Reading text: Begin
And, just last year, Miami Marlins manager Ozzie Guillen got in trouble by gushing to Time magazine that he loved and respected Cuba's retired dictator Fidel Castro for his longevity in the face of so many enemies. Anti-Communist Cuban-American groups threatened a boycott, demanding Guillen's resignation. He was suspended for five games and made groveling apologies; a few months later he was fired, almost certainly due in part to the Castro flap.

To some extent, ostracism, no less than speech, is the exercise of a constitutional right: freedom of association. And some opinions are ostracized by near-universal agreement. If an entertainer had praised Hitler or Osama Bin Laden, defended pedophilia, or endorsed wife-beating, his career would be over faster than you can say "First Amendment" (and no one would be clamoring for his freedom of speech). Holocaust denial, 9/11 "trutherism," and claims about the genetic inferiority of some racial and ethnic groups have all been effectively driven to the fringes of the marketplace of ideas—where most of us would prefer them to stay.
Reading text: End
Information provided: Begin
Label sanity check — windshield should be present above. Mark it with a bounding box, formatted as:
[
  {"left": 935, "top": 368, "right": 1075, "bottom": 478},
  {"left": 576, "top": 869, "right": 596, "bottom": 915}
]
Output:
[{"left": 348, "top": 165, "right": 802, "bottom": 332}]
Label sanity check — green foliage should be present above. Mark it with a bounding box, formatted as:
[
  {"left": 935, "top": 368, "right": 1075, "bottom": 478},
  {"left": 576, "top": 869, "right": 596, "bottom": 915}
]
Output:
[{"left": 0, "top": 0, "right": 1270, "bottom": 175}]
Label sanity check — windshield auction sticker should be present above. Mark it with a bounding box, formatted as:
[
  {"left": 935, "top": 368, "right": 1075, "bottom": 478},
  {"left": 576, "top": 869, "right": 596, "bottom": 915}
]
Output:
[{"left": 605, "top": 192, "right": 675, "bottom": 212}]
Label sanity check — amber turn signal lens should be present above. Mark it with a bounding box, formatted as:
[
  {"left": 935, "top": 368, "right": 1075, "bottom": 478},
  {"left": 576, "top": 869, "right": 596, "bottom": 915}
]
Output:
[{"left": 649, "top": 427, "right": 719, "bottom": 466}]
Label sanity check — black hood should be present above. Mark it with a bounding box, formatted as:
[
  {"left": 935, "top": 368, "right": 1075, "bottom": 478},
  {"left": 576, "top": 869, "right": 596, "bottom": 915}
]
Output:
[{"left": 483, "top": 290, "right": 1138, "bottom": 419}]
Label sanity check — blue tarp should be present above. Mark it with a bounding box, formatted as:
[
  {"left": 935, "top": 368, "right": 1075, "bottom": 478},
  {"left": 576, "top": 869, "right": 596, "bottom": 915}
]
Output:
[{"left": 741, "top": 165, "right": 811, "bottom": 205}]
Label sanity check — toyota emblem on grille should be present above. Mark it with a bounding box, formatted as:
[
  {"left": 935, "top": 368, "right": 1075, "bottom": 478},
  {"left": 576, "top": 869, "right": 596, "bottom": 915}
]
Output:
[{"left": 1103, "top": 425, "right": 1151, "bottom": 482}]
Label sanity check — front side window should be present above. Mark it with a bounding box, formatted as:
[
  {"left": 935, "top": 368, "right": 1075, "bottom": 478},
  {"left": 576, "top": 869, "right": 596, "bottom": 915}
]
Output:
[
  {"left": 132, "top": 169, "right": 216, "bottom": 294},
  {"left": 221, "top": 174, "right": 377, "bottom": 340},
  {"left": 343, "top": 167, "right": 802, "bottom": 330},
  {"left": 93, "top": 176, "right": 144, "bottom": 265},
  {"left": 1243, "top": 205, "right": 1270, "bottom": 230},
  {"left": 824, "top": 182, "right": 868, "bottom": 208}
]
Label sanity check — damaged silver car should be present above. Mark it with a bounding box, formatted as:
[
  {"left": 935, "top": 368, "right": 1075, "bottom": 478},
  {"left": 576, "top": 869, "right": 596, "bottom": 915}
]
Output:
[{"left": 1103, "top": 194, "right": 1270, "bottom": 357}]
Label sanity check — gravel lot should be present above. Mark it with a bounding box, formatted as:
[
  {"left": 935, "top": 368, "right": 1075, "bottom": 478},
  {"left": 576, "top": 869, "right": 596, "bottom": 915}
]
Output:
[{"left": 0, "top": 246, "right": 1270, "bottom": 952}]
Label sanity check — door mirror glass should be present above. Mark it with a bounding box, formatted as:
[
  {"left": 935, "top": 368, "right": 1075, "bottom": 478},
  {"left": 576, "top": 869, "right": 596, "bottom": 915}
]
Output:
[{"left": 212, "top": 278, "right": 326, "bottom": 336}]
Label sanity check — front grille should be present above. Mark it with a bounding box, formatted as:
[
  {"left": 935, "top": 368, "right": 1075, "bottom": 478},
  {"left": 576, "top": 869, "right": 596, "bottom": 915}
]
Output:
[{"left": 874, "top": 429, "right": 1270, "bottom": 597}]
Information provided: End
§ **Tasks to complete**
1. Repeat verbatim the portion of the passage on speech and ostracism from "To some extent, ostracism, no" up to and including "them to stay.".
2. Carry on the passage on speech and ostracism, beginning after its final sentence.
The items were taken from a source separate from the text.

§ **Answers below**
1.
To some extent, ostracism, no less than speech, is the exercise of a constitutional right: freedom of association. And some opinions are ostracized by near-universal agreement. If an entertainer had praised Hitler or Osama Bin Laden, defended pedophilia, or endorsed wife-beating, his career would be over faster than you can say "First Amendment" (and no one would be clamoring for his freedom of speech). Holocaust denial, 9/11 "trutherism," and claims about the genetic inferiority of some racial and ethnic groups have all been effectively driven to the fringes of the marketplace of ideas—where most of us would prefer them to stay.

2.
The tough question is where to draw the lines when social standards shift. In two generations, near-universal harsh disapproval of homosexuality has given way to harsh disapproval of homophobia. Interestingly, while traditional views of male and female roles are widely regarded as outmoded, they are generally not equated with outright bigotry; traditional views of homosexuality, however, seem headed in that direction.

Granted, Phil Robertson did more than express the biblical view of homosexual conduct as sin: his ramblings seemed to lump together homosexuality and bestiality (though he put heterosexual promiscuity on the same list) and included bizarre anatomically correct remarks about the superior joys of heterosexual sex. But, these particulars aside, there is an unmistakable trend toward marginalizing all opinion that treats same-sex relationships less favorably than male-female unions—whether on religious grounds or because of the latter's reproductive potential and sexual complementarity—as we have marginalized bias against interracial marriage. Will that really benefit public discourse, or worsen cultural tensions because of apparently well-founded fears that gay equality leads to intolerance toward traditionalists?

Those fears are likely to be exacerbated by the fact that societal standards are still in flux. In recent months, for instance, there has been a noticeable increase in commentary suggesting that acceptance of non-monogamous relationships should be the next social frontier. It may not be entirely paranoid for conservatives to wonder if, eventually, "enlightened" society will seek to banish anyone voicing an unflattering opinion of polyamory.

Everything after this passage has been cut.